§ **Text under study**:

Right so it should be much easier w/ access to every neuron and activation. But ...

PeterisP · on May 9, 2023

All of this seems to lead to something like this paper https://journals.plos.org/ploscompbiol/article?id=10.1371/jo...

On the other hand, I find it plausible that it's fundamentally impossible to assign some functionality to individual 'neurons' due to the following argument:

1. Let's assume that for a system calculating a specific function, there is a NN configuration (weights) so that at some fully connected NN layer there is a well-defined functionality for specific individual neurons - #1 represents A, #2 represents B, #3 represents C etc.

2. The exact same system outcome can be represented with infinitely many other weight combinations which effectively result in a linear transformation (i.e. every possible linear transformation) of the data vector at this layer, e.g. where #1 represents 0.1A + 0.3B + 0.6C, #2 represents 0.5B+0.5C, and #3 represents 0.4B+0.6C - in which case the functionality A (or B, or C) is not represented by any individual neurons;

3. When the system is trained, it's simply not likely that we just happen to get the best-case configuration where the theoretically separable functionality is actually separated among individual 'neurons'.

§ **Exercise set**:
1. From the thread about individual neurons, copy the passage from "PeterisP · on" to "represents C etc.".
2. In the thread about individual neurons, what does neuron #2 represent in the second point's example of a linear transformation?

§ **Data listing**:

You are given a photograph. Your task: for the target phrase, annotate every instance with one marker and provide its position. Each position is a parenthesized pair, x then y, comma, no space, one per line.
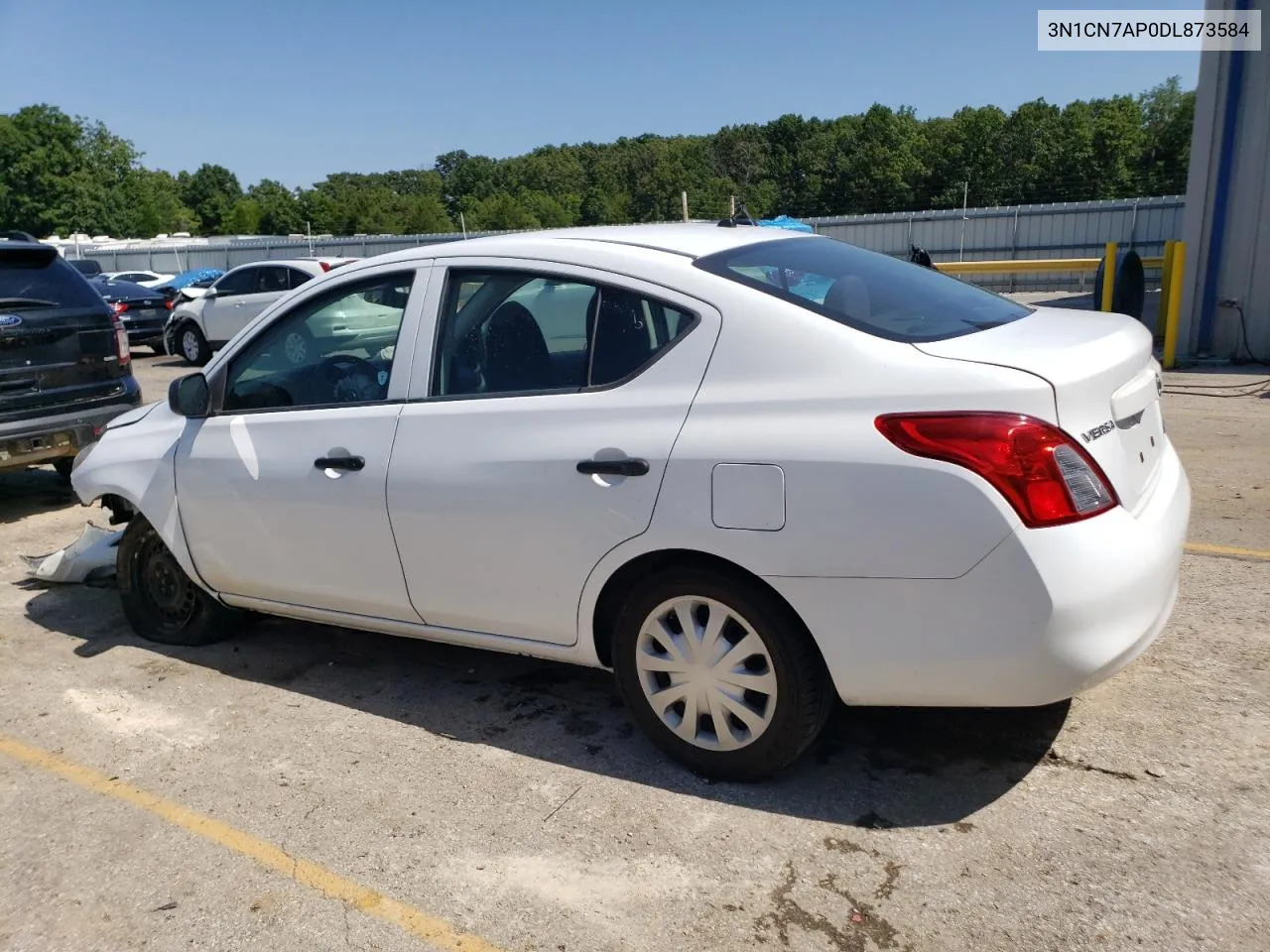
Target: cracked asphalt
(509,798)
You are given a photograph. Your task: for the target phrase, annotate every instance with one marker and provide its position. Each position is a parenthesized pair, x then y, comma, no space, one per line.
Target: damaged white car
(753,472)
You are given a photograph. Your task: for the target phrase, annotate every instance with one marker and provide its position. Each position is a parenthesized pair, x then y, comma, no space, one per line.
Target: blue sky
(294,90)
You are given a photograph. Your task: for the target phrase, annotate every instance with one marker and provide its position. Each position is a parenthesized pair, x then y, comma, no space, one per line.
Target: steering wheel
(349,380)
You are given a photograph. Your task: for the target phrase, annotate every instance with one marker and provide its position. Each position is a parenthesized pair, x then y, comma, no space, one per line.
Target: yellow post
(1166,270)
(1107,277)
(1175,266)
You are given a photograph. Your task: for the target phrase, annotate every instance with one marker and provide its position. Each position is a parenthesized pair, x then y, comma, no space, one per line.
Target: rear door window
(873,293)
(240,282)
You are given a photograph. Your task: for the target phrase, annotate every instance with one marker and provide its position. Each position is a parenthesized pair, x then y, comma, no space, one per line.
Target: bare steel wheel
(719,673)
(706,673)
(159,599)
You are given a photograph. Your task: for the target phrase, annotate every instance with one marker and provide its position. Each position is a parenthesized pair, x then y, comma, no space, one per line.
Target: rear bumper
(62,434)
(1047,615)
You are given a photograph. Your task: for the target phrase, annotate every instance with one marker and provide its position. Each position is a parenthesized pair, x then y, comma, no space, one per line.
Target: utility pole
(965,198)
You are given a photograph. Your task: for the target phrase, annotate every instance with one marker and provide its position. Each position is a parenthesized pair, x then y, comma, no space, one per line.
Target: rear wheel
(191,344)
(720,675)
(159,599)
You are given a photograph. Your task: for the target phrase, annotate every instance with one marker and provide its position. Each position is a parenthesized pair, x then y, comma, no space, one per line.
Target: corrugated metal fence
(1067,230)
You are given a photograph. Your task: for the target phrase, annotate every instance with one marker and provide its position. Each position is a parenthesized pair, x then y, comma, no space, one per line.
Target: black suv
(64,368)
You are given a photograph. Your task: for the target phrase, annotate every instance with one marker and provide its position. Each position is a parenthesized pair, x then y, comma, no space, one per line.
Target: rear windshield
(864,290)
(31,277)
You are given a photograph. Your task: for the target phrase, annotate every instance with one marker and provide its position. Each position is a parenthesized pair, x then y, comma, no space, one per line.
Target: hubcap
(296,348)
(706,673)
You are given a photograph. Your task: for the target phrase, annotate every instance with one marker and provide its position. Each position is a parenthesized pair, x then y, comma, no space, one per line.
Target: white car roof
(686,239)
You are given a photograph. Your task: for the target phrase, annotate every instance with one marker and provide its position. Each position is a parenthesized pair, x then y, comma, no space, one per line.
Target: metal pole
(965,199)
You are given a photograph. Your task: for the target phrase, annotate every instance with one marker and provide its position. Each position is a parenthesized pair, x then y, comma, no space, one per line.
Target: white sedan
(752,472)
(146,280)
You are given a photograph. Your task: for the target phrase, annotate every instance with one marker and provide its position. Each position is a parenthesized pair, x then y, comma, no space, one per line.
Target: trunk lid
(1105,379)
(58,357)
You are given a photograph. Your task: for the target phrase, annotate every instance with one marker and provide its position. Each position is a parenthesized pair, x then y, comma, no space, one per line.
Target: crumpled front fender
(137,463)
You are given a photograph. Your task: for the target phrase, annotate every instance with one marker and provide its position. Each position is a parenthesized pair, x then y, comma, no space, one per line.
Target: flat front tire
(720,675)
(159,601)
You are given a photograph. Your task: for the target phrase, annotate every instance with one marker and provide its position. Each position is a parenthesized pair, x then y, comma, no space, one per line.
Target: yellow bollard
(1174,267)
(1107,277)
(1166,268)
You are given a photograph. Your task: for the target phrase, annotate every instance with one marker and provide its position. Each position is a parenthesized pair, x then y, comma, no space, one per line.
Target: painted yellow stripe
(1232,551)
(430,928)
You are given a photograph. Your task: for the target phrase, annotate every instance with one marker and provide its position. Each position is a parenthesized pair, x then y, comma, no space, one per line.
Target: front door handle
(613,467)
(340,462)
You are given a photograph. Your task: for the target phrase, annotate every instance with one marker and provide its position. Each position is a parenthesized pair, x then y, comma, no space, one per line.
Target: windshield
(864,290)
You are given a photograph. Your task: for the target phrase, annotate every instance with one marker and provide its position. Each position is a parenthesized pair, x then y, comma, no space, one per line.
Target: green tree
(244,218)
(211,190)
(280,208)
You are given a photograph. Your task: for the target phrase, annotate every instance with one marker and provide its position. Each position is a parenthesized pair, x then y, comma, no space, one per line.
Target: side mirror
(190,397)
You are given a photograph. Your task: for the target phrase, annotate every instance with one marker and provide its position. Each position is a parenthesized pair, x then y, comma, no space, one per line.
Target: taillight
(1043,472)
(121,341)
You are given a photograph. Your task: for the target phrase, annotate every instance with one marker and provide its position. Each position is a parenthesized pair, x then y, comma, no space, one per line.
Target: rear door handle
(339,462)
(613,467)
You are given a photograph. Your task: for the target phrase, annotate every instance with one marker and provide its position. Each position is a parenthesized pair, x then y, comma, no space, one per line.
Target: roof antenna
(739,217)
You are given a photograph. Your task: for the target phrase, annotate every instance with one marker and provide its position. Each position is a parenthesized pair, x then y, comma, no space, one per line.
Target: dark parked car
(64,367)
(85,266)
(143,311)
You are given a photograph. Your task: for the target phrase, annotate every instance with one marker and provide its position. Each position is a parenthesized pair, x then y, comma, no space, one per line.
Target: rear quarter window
(33,276)
(864,290)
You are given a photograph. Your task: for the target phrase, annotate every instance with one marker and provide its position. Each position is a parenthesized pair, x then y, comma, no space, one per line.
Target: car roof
(286,262)
(685,239)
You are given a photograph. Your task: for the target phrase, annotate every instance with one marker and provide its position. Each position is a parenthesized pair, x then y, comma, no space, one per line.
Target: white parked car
(206,320)
(146,280)
(749,471)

§ **Answers**:
1.
PeterisP · on May 9, 2023

All of this seems to lead to something like this paper https://journals.plos.org/ploscompbiol/article?id=10.1371/jo...

On the other hand, I find it plausible that it's fundamentally impossible to assign some functionality to individual 'neurons' due to the following argument:

1. Let's assume that for a system calculating a specific function, there is a NN configuration (weights) so that at some fully connected NN layer there is a well-defined functionality for specific individual neurons - #1 represents A, #2 represents B, #3 represents C etc.

2. 0.5B+0.5C